Do this: Reproduce word for word the lines running from the one containing "of the layered" through the last line of the items, both ends included.

>> begin

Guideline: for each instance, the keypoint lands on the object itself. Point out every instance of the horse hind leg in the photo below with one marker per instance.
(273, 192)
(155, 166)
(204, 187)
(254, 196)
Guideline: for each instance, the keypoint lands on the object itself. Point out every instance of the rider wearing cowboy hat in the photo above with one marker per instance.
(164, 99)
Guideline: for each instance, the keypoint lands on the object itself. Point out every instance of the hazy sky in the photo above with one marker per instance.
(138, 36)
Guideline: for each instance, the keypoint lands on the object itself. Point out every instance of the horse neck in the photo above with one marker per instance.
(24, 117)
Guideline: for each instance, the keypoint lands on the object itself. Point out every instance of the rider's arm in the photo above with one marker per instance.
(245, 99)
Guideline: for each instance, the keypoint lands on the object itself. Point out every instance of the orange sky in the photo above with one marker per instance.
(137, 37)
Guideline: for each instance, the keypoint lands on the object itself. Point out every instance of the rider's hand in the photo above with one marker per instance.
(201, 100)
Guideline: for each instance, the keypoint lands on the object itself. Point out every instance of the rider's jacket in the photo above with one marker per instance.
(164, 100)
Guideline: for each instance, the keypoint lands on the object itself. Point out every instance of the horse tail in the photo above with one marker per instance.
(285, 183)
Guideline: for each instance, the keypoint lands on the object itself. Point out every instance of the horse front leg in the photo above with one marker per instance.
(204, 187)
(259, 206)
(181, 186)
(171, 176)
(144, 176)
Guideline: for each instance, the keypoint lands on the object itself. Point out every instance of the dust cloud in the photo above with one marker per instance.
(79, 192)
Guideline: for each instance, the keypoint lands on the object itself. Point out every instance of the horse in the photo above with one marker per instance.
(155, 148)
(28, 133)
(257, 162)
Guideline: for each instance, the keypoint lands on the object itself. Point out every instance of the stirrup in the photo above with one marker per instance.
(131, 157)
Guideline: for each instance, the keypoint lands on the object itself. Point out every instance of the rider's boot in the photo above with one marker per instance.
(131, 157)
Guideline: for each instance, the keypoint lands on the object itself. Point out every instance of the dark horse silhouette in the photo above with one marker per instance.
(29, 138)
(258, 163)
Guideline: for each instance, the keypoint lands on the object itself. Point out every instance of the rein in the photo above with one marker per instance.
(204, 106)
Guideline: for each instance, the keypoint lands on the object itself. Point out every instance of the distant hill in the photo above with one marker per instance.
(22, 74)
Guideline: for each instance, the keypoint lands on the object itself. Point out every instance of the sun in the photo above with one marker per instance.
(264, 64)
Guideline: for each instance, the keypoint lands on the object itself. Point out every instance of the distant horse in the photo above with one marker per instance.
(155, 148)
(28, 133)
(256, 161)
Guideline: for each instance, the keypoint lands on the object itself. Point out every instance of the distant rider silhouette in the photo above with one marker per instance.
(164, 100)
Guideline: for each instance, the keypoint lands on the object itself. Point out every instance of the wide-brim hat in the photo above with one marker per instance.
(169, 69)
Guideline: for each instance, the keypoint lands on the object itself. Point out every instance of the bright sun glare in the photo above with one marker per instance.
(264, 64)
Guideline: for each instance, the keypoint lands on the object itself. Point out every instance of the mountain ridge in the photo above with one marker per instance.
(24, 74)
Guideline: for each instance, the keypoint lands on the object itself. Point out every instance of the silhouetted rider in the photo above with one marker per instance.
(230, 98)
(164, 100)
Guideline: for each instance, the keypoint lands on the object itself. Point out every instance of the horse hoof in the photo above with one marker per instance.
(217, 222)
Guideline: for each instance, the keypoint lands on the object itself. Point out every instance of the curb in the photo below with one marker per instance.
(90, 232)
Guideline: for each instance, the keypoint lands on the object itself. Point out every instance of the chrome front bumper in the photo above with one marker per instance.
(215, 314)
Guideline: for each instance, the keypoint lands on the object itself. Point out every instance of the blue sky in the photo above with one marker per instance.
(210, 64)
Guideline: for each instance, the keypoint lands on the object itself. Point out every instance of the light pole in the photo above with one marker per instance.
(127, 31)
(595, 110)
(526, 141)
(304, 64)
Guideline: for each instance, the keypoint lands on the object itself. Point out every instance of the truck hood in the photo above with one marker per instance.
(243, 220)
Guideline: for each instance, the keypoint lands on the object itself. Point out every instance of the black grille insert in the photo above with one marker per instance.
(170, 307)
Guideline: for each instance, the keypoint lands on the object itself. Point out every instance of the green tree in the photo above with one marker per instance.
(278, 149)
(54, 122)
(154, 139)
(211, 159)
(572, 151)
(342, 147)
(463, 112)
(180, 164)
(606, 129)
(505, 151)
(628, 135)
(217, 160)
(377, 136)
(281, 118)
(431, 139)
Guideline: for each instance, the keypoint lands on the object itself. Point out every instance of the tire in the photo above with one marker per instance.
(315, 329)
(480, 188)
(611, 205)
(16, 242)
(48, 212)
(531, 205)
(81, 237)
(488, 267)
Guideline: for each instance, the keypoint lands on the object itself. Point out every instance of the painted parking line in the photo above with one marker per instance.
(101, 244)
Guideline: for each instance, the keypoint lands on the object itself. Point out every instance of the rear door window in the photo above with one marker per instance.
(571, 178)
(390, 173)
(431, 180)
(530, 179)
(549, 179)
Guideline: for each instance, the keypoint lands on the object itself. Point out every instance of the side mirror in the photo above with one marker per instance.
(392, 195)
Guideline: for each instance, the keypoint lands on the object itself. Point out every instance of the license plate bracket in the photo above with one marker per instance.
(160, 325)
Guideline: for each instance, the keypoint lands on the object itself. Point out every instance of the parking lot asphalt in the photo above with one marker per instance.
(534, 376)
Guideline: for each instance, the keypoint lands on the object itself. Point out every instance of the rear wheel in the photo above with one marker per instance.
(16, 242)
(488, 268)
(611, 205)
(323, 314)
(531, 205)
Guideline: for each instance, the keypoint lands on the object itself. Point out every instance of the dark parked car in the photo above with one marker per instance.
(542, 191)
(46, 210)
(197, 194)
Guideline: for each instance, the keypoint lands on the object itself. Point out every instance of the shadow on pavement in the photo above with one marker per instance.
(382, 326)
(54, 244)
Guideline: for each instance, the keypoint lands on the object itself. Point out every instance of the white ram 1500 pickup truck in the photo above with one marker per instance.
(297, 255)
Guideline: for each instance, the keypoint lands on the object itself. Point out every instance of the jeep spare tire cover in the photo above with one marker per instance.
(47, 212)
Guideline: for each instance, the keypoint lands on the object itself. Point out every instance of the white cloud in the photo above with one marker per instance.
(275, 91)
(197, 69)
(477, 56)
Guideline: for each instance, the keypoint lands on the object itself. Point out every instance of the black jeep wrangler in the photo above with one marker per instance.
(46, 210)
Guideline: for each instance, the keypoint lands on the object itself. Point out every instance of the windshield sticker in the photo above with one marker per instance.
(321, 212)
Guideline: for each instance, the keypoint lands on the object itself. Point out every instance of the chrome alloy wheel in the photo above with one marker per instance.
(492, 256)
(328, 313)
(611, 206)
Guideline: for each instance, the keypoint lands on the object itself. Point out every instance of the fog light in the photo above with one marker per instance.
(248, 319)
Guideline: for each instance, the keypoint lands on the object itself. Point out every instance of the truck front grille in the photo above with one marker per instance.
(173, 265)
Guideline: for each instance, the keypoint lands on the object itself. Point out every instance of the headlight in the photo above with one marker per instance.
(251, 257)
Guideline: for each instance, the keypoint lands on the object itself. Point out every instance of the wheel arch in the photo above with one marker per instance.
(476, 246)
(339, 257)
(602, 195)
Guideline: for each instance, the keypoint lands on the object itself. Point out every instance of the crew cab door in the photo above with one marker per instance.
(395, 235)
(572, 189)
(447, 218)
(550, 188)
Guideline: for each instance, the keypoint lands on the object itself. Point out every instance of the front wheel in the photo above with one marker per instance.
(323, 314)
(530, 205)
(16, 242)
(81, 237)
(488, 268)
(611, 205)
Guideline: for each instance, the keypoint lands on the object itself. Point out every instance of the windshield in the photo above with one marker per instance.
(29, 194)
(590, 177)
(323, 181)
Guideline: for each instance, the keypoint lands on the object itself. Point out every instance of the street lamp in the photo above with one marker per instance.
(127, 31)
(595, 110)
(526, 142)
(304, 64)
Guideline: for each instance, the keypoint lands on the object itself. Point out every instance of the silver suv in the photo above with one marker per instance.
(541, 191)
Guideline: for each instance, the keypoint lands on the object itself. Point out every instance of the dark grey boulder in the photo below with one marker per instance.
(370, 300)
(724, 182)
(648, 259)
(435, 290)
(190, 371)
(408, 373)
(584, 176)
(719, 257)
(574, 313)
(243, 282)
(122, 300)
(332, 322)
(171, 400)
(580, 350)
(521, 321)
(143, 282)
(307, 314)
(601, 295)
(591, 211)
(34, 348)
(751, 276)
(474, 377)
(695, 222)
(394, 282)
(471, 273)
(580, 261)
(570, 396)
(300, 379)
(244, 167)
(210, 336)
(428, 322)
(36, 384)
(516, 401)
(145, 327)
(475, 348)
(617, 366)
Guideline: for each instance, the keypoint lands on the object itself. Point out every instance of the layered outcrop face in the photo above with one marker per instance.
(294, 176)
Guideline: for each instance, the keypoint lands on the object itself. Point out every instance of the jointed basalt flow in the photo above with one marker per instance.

>> end

Answer for this exercise:
Guideline: for each instance, the keypoint lands on the object itself. Point out every instance of the layered outcrop face in the photo above with one marker per instance.
(294, 176)
Guideline: for each instance, the keypoint lands on the object itself. Point out every instance of the jointed basalt flow in the photo above with one marker per instance.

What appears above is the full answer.